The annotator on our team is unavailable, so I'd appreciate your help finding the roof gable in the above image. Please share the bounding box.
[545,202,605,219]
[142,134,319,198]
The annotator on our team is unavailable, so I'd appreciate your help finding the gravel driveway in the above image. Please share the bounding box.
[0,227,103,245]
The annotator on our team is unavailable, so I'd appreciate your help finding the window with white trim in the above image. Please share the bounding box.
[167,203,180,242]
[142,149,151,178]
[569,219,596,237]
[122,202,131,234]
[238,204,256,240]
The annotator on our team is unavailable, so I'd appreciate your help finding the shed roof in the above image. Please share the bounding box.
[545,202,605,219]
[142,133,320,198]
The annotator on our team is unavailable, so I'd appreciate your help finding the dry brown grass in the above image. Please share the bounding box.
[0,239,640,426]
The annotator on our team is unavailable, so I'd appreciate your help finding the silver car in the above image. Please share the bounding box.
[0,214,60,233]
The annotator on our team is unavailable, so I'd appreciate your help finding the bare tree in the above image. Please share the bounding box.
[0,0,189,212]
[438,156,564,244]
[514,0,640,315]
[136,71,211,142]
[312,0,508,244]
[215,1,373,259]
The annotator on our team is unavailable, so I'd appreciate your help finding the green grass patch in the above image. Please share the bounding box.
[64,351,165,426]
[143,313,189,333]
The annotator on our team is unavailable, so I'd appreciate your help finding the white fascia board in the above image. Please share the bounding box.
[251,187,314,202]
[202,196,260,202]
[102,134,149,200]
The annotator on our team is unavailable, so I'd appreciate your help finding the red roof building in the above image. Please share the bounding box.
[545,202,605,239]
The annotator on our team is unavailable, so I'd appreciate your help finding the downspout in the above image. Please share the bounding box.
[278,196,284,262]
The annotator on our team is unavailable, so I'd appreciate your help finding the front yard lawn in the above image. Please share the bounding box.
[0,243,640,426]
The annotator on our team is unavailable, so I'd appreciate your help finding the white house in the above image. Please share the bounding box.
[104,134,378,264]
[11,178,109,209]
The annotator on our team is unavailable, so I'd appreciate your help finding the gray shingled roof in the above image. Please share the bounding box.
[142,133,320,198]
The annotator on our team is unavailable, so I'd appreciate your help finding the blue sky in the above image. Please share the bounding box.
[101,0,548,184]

--

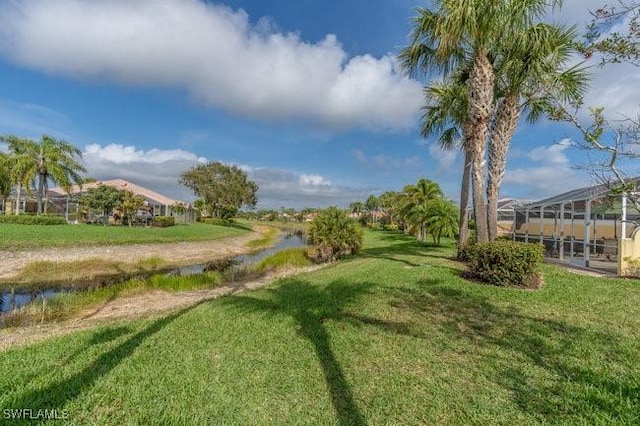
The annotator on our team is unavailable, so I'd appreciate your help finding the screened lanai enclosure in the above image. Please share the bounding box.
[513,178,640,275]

Aim of the task >>
Can you render the lines from the one holding "finding the blue" through the one holding "[101,0,548,184]", inclusive, as a Markdown table with columns Row and Line, numbering each row and leaving out blank lines?

Answer in full >>
| Row | Line |
|---|---|
| 1 | The annotator on our team is unavailable, so I'd appreciate your help finding the blue sky in the above image. Please share the bounding box. |
| 2 | [101,0,548,184] |